#### GOAL
Go through the entries below and write each one out exactly.

#### Entries from a point annotation set
****************************************

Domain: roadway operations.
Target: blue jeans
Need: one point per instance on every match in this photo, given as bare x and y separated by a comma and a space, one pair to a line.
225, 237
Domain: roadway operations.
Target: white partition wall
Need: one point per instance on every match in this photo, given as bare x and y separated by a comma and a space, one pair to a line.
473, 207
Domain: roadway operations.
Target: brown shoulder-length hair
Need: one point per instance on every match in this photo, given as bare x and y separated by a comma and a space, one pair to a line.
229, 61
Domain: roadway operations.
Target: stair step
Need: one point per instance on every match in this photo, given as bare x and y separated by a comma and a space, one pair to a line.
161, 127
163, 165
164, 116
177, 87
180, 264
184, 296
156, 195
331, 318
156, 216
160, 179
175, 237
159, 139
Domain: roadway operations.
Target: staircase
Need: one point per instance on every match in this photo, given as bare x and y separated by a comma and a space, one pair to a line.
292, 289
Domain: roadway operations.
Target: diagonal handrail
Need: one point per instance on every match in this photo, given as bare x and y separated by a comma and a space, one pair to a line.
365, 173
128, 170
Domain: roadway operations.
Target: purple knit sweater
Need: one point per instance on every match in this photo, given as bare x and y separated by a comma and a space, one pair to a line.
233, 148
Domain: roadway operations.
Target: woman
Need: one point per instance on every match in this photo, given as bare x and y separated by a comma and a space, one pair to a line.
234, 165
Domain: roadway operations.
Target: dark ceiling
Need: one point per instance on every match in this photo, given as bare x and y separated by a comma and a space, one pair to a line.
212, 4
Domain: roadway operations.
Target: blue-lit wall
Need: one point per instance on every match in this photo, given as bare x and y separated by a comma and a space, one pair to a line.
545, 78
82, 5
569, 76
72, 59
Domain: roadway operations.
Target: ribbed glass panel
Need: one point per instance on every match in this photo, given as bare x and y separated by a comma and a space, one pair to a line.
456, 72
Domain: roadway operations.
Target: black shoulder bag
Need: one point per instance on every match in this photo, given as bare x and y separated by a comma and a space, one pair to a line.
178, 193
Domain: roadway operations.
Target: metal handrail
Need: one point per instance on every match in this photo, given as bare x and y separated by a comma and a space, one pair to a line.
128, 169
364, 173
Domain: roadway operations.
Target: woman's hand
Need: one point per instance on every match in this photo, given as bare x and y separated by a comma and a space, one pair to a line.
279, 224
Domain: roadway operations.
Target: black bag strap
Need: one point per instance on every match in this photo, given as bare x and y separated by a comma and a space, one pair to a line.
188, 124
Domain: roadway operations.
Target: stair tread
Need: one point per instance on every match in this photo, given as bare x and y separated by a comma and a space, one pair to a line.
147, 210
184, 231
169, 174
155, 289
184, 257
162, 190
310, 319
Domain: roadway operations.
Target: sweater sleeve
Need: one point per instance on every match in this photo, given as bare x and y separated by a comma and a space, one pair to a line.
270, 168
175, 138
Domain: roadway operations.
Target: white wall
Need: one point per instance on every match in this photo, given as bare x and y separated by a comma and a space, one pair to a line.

****************************************

#### TASK RESULT
Domain: roadway operations.
Target: blue jeans
Need: one point per instance on every match in this photo, given as bare x and y separated by a comma and a space, one pair to a line.
225, 237
Domain: roadway operations.
Target: white partition wall
Need: one point per instance on every match in this photo, given as bare x and y separated by a comma and a space, one pair to a line.
473, 207
Domain: roadway operations.
Target: brown shoulder-length hair
Need: one point per instance on every match in this photo, given as bare x and y separated by a comma and a space, one pair to a line.
229, 61
Domain: roadway operations.
Target: stair step
Need: one point per instance on every match in this photo, given as bare x and y separated by a comma and a space, one pair to a line.
161, 127
163, 165
164, 116
177, 87
180, 264
184, 296
156, 195
331, 318
156, 216
160, 179
175, 237
159, 139
Domain: roadway operations.
Target: staircase
Need: one point per instance on every match in this photo, given as bare x and y separated by a comma and a space, one pair to a line.
292, 289
Domain: roadway operations.
Target: diagonal handrail
Need: one point per instance on every match in this photo, given as bare x and y separated by a comma and a space, one pair to a line.
365, 173
128, 170
Domain: roadway operations.
Target: purple knit sweater
Need: one point per instance on every match in this photo, given as bare x and y separated by a comma and a space, one pair to a line.
233, 148
Domain: roadway operations.
Target: woman
Need: one point per instance on every match in this photo, given as bare x and y separated by a comma and a space, one pair to a line.
234, 165
Domain: roadway operations.
Target: dark ceiling
Need: one point per instance on every match in this photo, given as bare x and y separated by a comma and a space, one pair to a line.
212, 4
Domain: roadway operations.
Target: blue-lit wall
Need: one point per instance on every match in this photo, given as bare x and y separated by a comma and a space, one pair to a line.
545, 78
82, 5
569, 76
72, 59
Domain: roadway operations.
Target: ribbed glass panel
Need: one point per instance on every match in this photo, given as bare x and y separated by a comma and a space, one pair to a line.
456, 72
Domain: roadway operations.
Target: black shoulder bag
Need: one point per instance on every match in this photo, given as bare x and y separated by a comma and a space, one pair to a line.
178, 193
Domain: roadway operations.
Target: metal handrail
Need: one point per instance on every match in this photo, given as bare x and y separated by a comma and a space, one pair to a line.
128, 169
364, 173
Domain: roadway operations.
Target: woman's hand
Need: one point per instance on every match in this photo, given as bare x and y separated by a comma and a space, one pair to a line.
279, 224
Domain: roadway operations.
Target: black bag strap
Need: one point per instance on every match in this photo, given as bare x and y separated by a comma and a space, one pair to a line.
188, 124
Domain: roadway operations.
Target: stair tread
Need: one point per instance on every match in this photo, given as bare x and y separated by a comma and a space, one pair to a line.
147, 210
184, 231
169, 174
155, 289
184, 257
162, 190
310, 319
Domain: roadway operations.
Target: sweater sleeve
Need: one point per instance on every match in this photo, given as bare x and y separated by a comma and a space, one pair to a line.
270, 168
175, 138
Domain: roadway operations.
Target: white wall
Need: one point per instance on every match in this photo, given as bare x and y separated by a comma and a space, one pair to a line.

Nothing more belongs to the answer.